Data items
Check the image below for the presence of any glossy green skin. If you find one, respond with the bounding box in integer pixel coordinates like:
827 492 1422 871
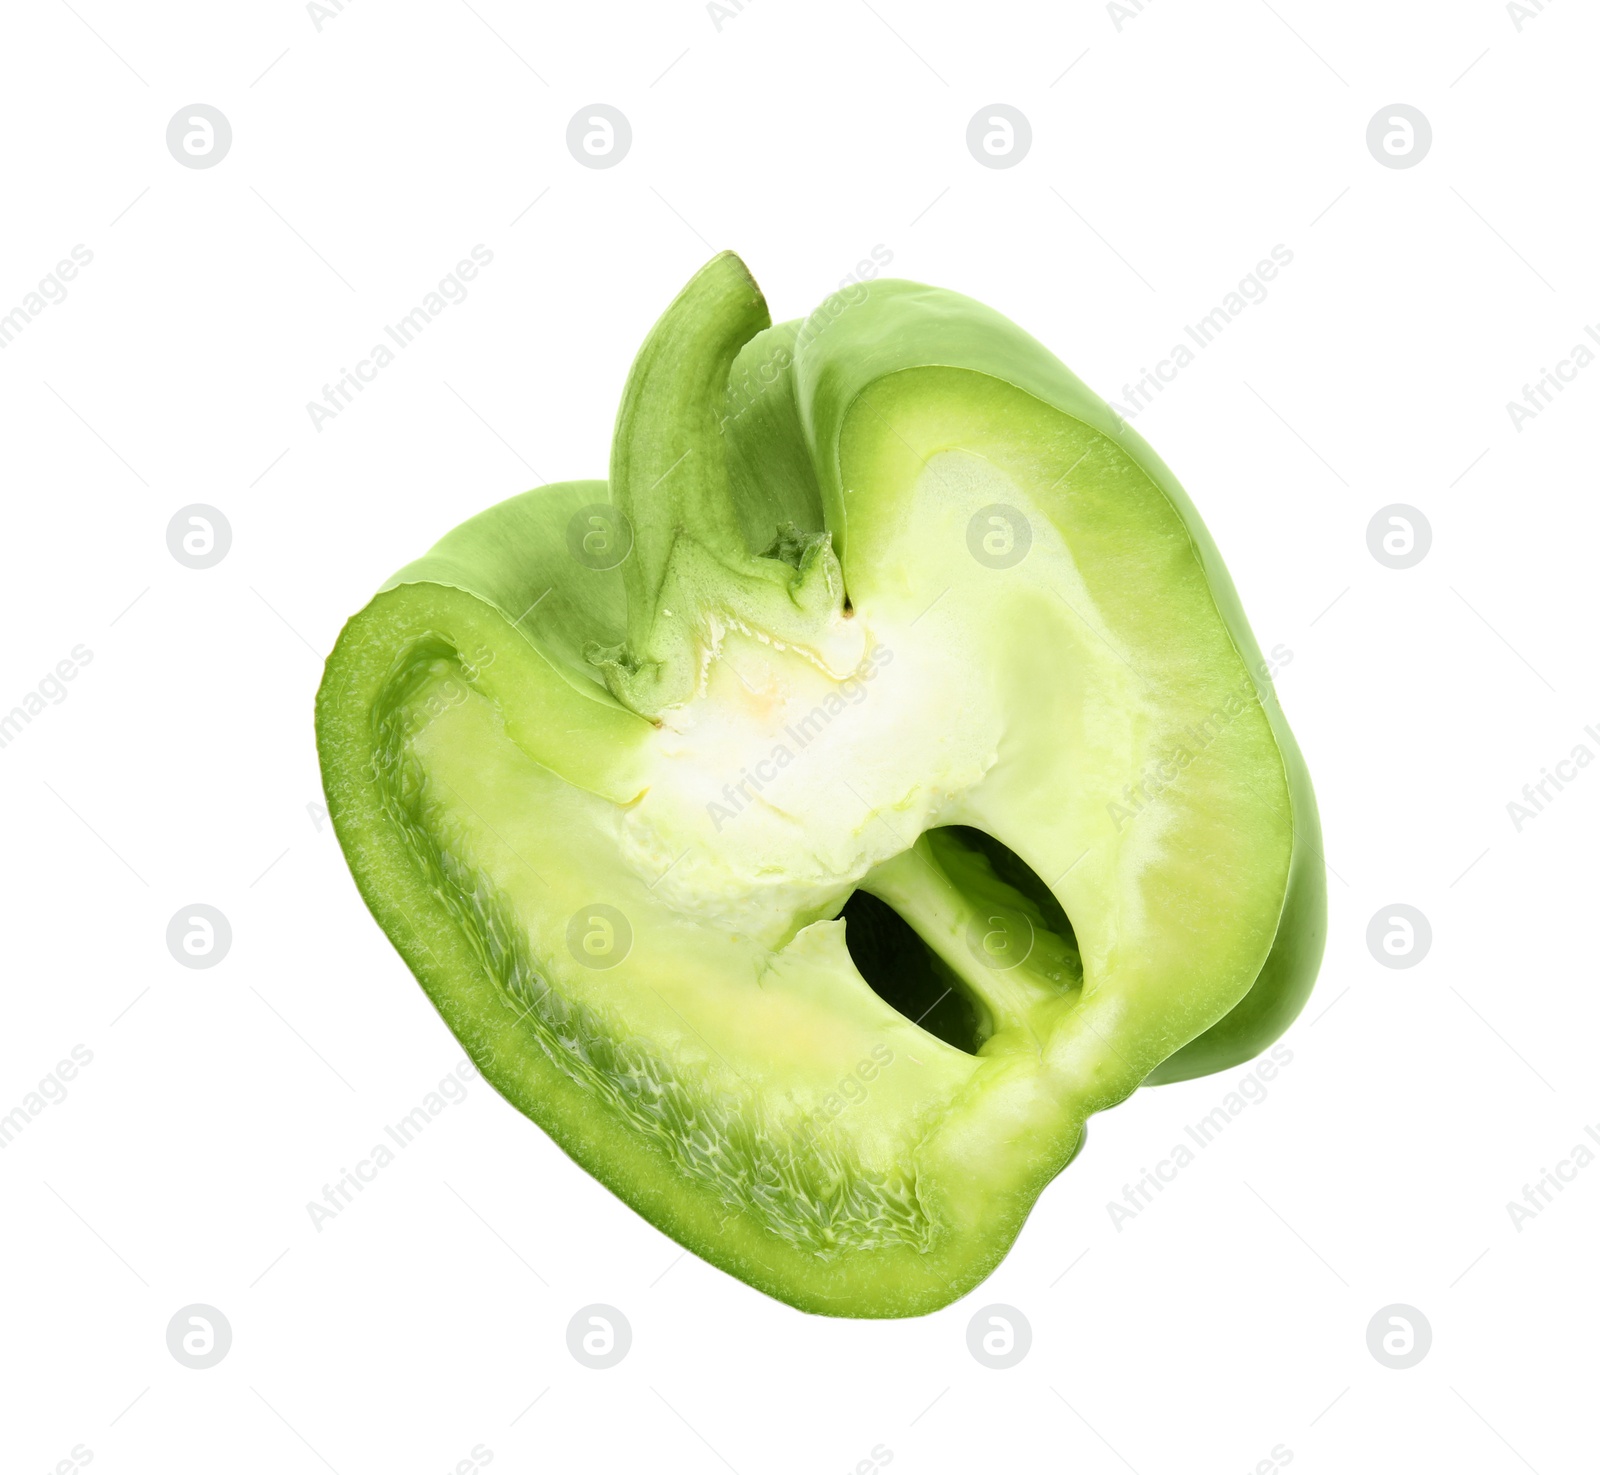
316 256 1325 1316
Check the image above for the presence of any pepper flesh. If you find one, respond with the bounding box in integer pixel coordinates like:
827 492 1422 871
315 253 1325 1317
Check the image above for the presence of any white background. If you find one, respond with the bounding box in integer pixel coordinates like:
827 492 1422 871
2 2 1596 1471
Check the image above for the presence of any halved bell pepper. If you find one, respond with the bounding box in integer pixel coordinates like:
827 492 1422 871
315 253 1324 1317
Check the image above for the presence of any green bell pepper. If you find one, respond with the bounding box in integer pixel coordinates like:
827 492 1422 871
315 252 1324 1318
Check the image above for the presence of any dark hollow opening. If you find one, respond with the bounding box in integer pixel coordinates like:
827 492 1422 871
841 827 1081 1055
944 825 1081 964
840 890 982 1055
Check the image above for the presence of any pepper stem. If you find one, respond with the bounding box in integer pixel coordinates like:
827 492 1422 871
590 253 852 718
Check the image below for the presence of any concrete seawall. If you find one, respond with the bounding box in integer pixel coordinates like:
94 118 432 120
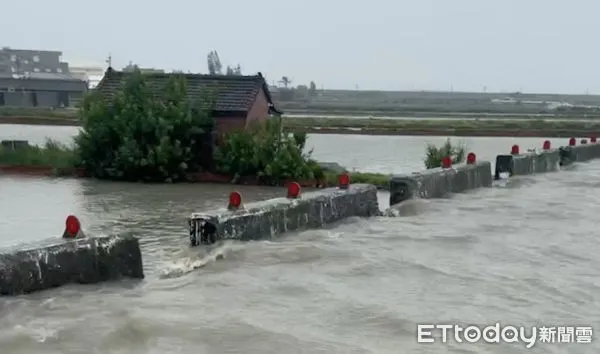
188 139 600 245
494 149 560 179
188 183 380 246
559 142 600 165
8 139 600 295
495 140 600 178
0 223 144 295
387 139 600 208
388 161 492 206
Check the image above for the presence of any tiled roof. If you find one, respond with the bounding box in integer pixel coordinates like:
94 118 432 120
95 67 281 113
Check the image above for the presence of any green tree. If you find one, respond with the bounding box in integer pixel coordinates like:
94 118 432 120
226 64 242 75
76 68 214 182
207 51 223 75
279 76 291 88
122 61 138 72
214 119 318 183
309 81 317 96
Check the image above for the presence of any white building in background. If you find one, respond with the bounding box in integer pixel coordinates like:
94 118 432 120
69 64 106 89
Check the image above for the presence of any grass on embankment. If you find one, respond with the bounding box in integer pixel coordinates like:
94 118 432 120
280 116 600 136
2 106 600 136
0 140 78 174
4 104 600 120
276 101 600 117
323 171 390 190
0 107 80 126
0 106 80 119
282 116 600 130
0 140 393 188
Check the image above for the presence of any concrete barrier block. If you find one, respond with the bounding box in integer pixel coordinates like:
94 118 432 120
494 149 560 179
388 161 492 206
559 146 575 166
560 143 600 164
188 183 380 245
0 234 144 296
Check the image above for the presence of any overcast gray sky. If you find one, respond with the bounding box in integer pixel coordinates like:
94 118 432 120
5 0 598 93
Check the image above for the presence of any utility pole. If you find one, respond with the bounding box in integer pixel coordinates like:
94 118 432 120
105 53 112 68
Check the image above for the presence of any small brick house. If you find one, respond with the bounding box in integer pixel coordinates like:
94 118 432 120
95 67 283 136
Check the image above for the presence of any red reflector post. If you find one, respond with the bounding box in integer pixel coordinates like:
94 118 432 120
228 191 242 210
63 215 81 239
287 182 301 198
441 156 452 168
511 145 519 155
338 172 350 189
569 137 576 146
466 152 476 164
543 140 551 150
591 136 597 143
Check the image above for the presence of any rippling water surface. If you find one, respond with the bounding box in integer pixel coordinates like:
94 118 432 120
0 125 598 354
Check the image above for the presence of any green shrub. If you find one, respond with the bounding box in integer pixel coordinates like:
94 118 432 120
75 69 214 182
323 171 390 189
0 139 77 169
424 138 466 169
214 119 318 183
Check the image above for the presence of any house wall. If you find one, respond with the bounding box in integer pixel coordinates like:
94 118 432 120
209 88 271 142
0 90 83 107
0 77 86 107
1 91 72 107
245 88 270 127
2 91 57 106
214 117 246 134
0 78 87 92
68 91 84 106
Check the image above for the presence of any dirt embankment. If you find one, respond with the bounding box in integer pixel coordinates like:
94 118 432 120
286 127 597 138
0 116 81 126
2 116 597 138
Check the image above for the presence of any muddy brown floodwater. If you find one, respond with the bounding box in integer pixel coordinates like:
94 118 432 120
0 125 598 354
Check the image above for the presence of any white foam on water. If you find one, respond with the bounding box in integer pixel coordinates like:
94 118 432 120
157 240 244 279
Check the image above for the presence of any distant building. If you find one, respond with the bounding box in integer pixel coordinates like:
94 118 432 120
0 47 69 75
69 64 106 89
0 47 88 107
0 72 88 107
122 61 165 74
95 67 282 136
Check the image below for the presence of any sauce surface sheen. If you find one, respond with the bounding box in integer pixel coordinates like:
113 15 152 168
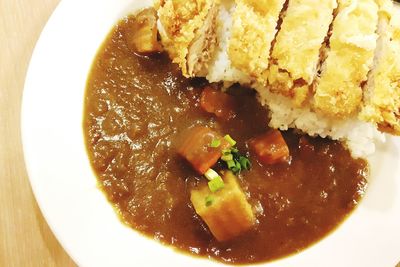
84 16 368 264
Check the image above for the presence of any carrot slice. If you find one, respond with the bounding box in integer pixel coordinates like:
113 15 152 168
249 130 290 165
200 87 236 120
178 126 231 174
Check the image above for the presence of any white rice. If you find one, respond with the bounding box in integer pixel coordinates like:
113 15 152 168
206 0 251 84
255 87 385 158
204 2 386 158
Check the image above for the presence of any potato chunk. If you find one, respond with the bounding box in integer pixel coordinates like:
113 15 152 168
126 8 163 54
190 171 256 241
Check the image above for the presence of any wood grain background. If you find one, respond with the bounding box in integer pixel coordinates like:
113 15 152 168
1 0 400 267
0 0 76 266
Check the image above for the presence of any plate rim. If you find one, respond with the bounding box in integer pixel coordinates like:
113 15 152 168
21 1 400 267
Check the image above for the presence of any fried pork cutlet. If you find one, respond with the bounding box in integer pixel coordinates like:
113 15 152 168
313 0 379 117
361 0 400 135
186 3 219 77
156 0 400 140
228 0 286 83
268 0 337 106
156 0 217 76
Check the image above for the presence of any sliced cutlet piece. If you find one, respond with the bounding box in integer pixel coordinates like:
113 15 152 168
360 0 400 135
268 0 337 106
156 0 217 77
186 3 219 77
206 0 252 85
228 0 286 83
313 0 378 117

Task brief
Leave out the pictures and print each record exactly as it stands.

Written reply
Check the image below for the presence of any glossy green skin. If you find one, respond with the bounding box in integer pixel coordinates like:
827 492 1422 871
316 256 1325 1316
Check the image above for the presence of any pepper flesh. If you find one, respond with the bounding box in integer pixel coordinates like:
827 492 1422 871
315 253 1325 1317
Check the image above for the presence of any white background. If you find one, respond with the bounding box in integer pixel coordinates like:
827 492 1422 871
2 2 1596 1471
Check the image above for the presence of any halved bell pepper. If you find one, respond with the bounding box in integer pixel coordinates like:
827 492 1422 871
315 253 1324 1317
Check the image above for the presence of any green bell pepper. If you find one, respond with the bounding box in integer pixel coordinates like:
827 492 1422 871
315 252 1324 1318
Check the image above for the presence of any dark hollow opening. If you find one, respond with the bounding box in integer pixel coordinates like:
827 492 1422 871
841 827 1081 1055
944 825 1081 964
840 890 982 1055
Check the image above for the presence of any pepper stem. If you find one, respond with the bounding box in integer pixel coordinates like:
827 492 1422 871
590 253 852 718
Check the image below for the presence of any concrete seawall. If you find one, respond with the bounding box in integer pixel coordinates like:
94 118 432 120
188 139 600 245
494 149 560 179
188 183 380 246
559 142 600 165
8 139 600 295
495 140 600 178
0 223 144 295
387 139 600 208
388 161 492 206
Check the image above for the presence of any tiled roof. If you find one, respond with the bounding box in integer pixel coordinates like:
94 118 432 120
95 67 281 113
Check the image above for the presence of any green tree. If you find one, respond with the bounding box in integer pixel coordinates like:
94 118 432 120
226 64 242 75
76 68 214 182
207 51 223 75
279 76 291 88
122 61 138 72
214 119 318 183
309 81 317 96
Check the image above for the presence of any white building in background. If you find one, respond with the bounding box in integer pixel coordinates like:
94 118 432 120
69 64 106 89
Check the image above for the presence of any grass on embankment. If you find one, respond with the bounding box in integer pixel coordinates like:
94 118 432 120
280 116 600 136
2 106 600 136
0 140 78 174
4 104 600 120
276 101 600 117
323 171 390 190
0 107 80 126
0 106 80 119
282 116 600 130
0 140 393 188
Check the image above for the presence of any concrete barrier block. If you find one, respond with the bounding box in integer pixel coordinates like:
94 118 432 120
494 149 560 179
388 161 492 206
559 146 575 166
560 143 600 164
188 183 380 245
0 234 144 296
Check the image above for the presence of any overcast gray sky. If you find one, respond with the bounding box in integer pixel coordinates like:
94 118 432 120
5 0 598 93
Check the image above for the presence of any utility pole. If you find one, respond with the bounding box in integer pixel coordinates like:
94 118 432 120
105 53 112 68
Check the image above for the presence of any small brick house. If you find one, respond with the bounding box in integer pixel coordinates like:
94 118 432 120
95 67 283 136
Check the image above for the presence of any red reflector post. If you find one, respond with the bounding box in integer pixel coordinates like:
94 118 432 120
228 191 242 210
63 215 81 239
287 182 301 198
441 156 452 168
511 145 519 155
338 172 350 189
569 137 576 146
466 152 476 164
543 140 551 150
591 136 597 143
Check the image above for the presence of any rippling water surface. If you find one, respond with the bounding box in integer pixel coordinates like:
94 118 432 120
0 125 598 354
Check the image above for the presence of any green shrub. If you find one, respond with the bounding box in integer pixel coordinates like:
94 118 432 120
75 69 214 182
323 171 390 189
0 139 77 169
424 138 466 169
214 119 318 183
Check the image above for the presence of any house wall. If you find one, respond with the bounding box in integer pixel coordinates like:
94 118 432 120
209 88 271 142
0 90 83 107
0 77 86 107
1 91 72 107
245 88 270 127
2 91 57 106
214 117 246 134
0 78 87 92
68 91 84 106
Check the image above for the presence of any dirt embankment. If you find one, respond with the bounding box in integer pixel coordinates like:
94 118 432 120
286 127 597 138
0 116 81 126
2 116 597 138
Check the image above for the presence of any muddy brown floodwater. If you find one, respond with the bounding box in integer pixel coordinates like:
94 118 432 120
0 125 598 354
Check the image above for the presence of any white foam on water. If you find one, respond with the bounding box in integer pixel coordinates like:
94 118 432 120
157 240 244 279
Check the image above for the presence of any distant building. If you find one, respond with the bounding box in integer pixel coordinates like:
94 118 432 120
0 47 69 75
69 64 106 89
0 47 88 107
0 72 88 107
122 61 165 74
95 67 282 136
Check the image below for the presence of any sauce surface sheen. If you find one, respond with the bounding box in integer pixel coordinates like:
113 15 152 168
84 16 368 264
Check the image above for the presence of any carrot slice. If you find one, respond with the bounding box in integer pixel coordinates like:
113 15 152 168
249 130 290 165
200 87 236 120
178 126 231 174
Check the image above for the presence of any white rice. If you find one, respond with the bounding box in integer pixel coordinates like:
113 15 152 168
206 0 251 84
255 87 385 158
204 2 386 158
Check the image above for the presence of any potato chunk. If you find one, respond with the bounding box in integer pixel coordinates like:
113 15 152 168
126 8 163 54
190 171 256 241
Check the image above for the presence of any wood grain background. If you find one, respond with the bounding box in integer pixel coordinates like:
113 15 152 168
1 0 400 267
0 0 76 266
Check the image above for the presence of any plate rim. If you find one, respond with the bounding box in integer pixel coordinates like:
113 15 152 168
21 1 400 267
Check the image above for the presence of any fried pork cutlet. If you find one, respond with the bounding box in integer pixel coordinates like:
113 15 152 168
313 0 379 117
361 0 400 135
186 3 219 77
156 0 400 140
228 0 286 83
268 0 337 106
156 0 217 76
Check the image above for the presence of any sliced cutlet piece. If you find one, respond with the bounding box in integer pixel coordinates like:
113 15 152 168
360 0 400 135
268 0 337 106
156 0 217 77
186 3 219 77
206 0 252 85
228 0 286 83
313 0 378 117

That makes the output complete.